### Text shown
• • • • •

After working most of your life and finally paying off your mortgage, the last thing you want is to see the assets you’ve accumulated through years of diligence fall into the government’s hands because you required long-term care either at home or in a nursing home. There is a way—a perfectly legal and legitimate way—to shield those assets and protect your children’s inheritance. But there’s no time to lose. One of the ways in which we protect assets is by creating a Medicaid Asset Protection Trust (MAPT).
With a MAPT, you can protect your assets from the cost of long-term care. But there is a hitch: the trust must be created sixty (60) months before nursing home care is necessary. Currently, in New York, there is no lookback for transfers made before you apply for home care (Community Medicaid). However, this may change. In 2020, regulations were changed to apply a thirty (30) month lookback for Community Medicaid for any transfers made after October 1, 2020. The State has not yet imposed that lookback and has delayed applying it until at least 2025. At the time of the writing of this article, we are unsure if this new lookback will ever be implemented. To be safe, planning early is imperative and the key to asset protection and preservation.
Why You Need a Medicaid Asset Protection Trust
Let’s back up a second to discuss why you may need Medicaid. Both home care and nursing home care are extremely expensive (roughly $15,000 a month), and few people can afford to pay those rates over the long haul. Ultimately, they will rely on the Medicaid benefits to which they are entitled. In fact, approximately 72% of all nursing home costs in New York are covered by Medicaid. That means if you are in a nursing home paying privately, you are in the minority.
Under the 2024 Medicaid resource allowance, the applicant can have $30,182.00. If you have assets that exceed that amount, there could be a spenddown. If you do nothing, you could lose your home and investment assets. If you establish a MAPT – and stay out of a nursing home for sixty (60) months – those assets are out of the government’s reach and will ultimately be available for your beneficiaries.
A Medicaid recipient can have non-qualified assets up to $30,182.00, retirements accounts in an unlimited amount (provided those accounts are set up for a specific monthly distribution), an irrevocable pre-paid burial, and a car. If the Medicaid recipient is receiving Community Medicaid, the recipient can own their primary residence; however, if the primary residence is in the recipient’s individual name at death, there will be recovery for the benefits paid by Medicaid during the recipient’s life. This recovery can be avoided if the primary residence is held in a MAPT when the recipient passes.

• • • • •

### Data extract
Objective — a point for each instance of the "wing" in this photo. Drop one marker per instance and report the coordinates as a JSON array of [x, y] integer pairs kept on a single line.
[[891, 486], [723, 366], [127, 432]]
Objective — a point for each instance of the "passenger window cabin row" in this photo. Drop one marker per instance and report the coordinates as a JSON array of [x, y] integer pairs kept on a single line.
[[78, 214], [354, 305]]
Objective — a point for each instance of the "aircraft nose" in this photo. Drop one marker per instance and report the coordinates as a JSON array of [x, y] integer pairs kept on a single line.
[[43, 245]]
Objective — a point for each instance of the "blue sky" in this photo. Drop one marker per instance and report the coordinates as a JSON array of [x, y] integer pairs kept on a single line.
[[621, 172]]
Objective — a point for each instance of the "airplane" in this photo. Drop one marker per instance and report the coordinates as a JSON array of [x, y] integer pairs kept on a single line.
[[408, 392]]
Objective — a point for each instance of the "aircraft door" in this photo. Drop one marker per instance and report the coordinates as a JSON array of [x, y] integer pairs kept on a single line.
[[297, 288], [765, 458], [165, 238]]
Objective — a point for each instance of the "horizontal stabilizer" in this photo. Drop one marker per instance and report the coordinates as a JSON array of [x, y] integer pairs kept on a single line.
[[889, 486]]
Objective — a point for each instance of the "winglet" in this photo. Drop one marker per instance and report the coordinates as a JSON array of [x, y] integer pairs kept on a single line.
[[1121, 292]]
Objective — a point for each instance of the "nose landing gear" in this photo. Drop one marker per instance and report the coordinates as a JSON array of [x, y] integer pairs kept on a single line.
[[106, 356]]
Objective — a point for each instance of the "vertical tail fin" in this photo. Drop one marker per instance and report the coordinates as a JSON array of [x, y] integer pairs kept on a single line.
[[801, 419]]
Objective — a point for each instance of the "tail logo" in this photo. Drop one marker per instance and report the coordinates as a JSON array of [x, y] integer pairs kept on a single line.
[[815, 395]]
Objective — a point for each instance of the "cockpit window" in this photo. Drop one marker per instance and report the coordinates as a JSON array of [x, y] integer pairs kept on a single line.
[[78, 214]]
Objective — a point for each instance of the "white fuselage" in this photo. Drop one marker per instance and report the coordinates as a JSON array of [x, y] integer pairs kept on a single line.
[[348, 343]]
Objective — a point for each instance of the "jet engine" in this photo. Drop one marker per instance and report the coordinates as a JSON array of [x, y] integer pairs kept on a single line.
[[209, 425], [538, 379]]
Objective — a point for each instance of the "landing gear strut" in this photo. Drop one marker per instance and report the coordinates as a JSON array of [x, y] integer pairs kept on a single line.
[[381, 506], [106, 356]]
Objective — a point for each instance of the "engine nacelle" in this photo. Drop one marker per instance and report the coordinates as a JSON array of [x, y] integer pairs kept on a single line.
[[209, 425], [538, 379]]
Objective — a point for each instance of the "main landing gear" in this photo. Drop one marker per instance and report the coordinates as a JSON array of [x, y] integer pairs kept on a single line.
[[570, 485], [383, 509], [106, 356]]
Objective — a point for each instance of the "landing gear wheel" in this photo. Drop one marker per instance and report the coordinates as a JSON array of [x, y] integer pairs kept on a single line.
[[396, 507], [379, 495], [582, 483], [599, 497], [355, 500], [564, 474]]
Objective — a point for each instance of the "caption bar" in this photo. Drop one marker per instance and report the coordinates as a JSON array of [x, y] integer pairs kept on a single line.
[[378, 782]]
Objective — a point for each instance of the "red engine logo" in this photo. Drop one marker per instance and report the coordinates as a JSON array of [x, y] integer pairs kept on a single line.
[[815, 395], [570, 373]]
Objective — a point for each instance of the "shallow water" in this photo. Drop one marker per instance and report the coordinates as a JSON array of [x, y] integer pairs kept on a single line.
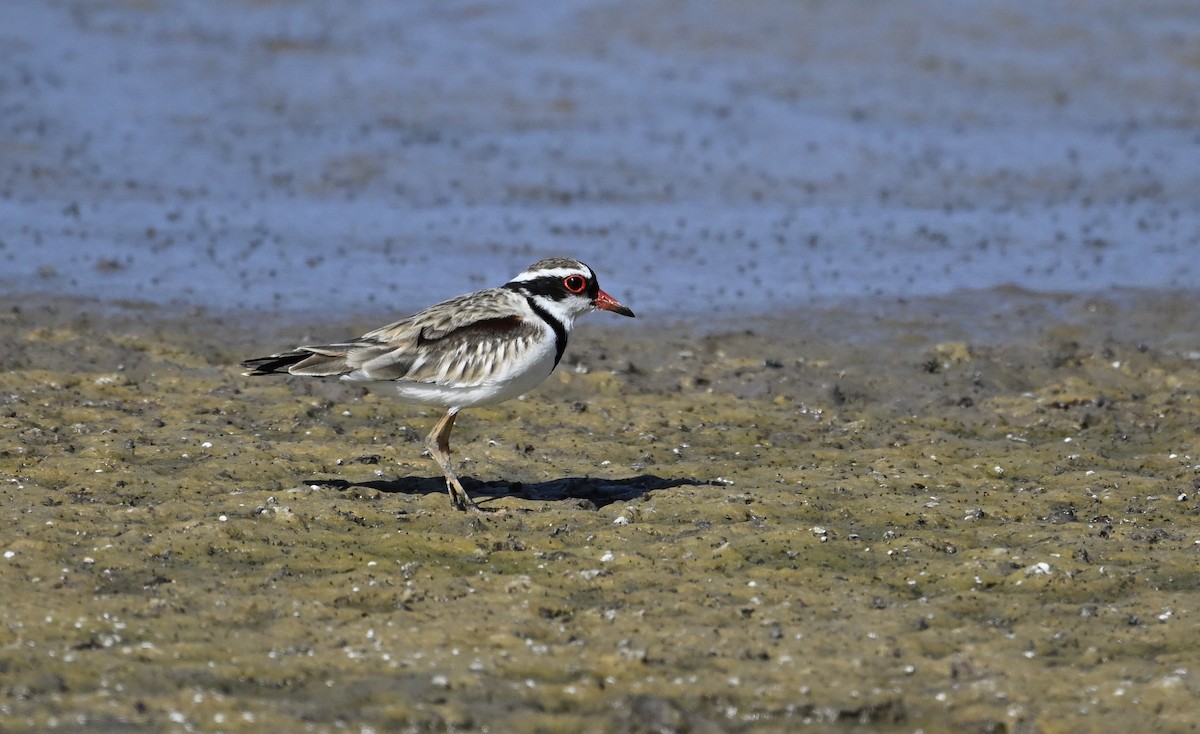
[[378, 156]]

• • • • •

### Exercise brief
From the article on Medicaid Asset Protection Trusts, reproduce verbatim everything from "With a MAPT, you" down to "protection and preservation.".

### Your response
With a MAPT, you can protect your assets from the cost of long-term care. But there is a hitch: the trust must be created sixty (60) months before nursing home care is necessary. Currently, in New York, there is no lookback for transfers made before you apply for home care (Community Medicaid). However, this may change. In 2020, regulations were changed to apply a thirty (30) month lookback for Community Medicaid for any transfers made after October 1, 2020. The State has not yet imposed that lookback and has delayed applying it until at least 2025. At the time of the writing of this article, we are unsure if this new lookback will ever be implemented. To be safe, planning early is imperative and the key to asset protection and preservation.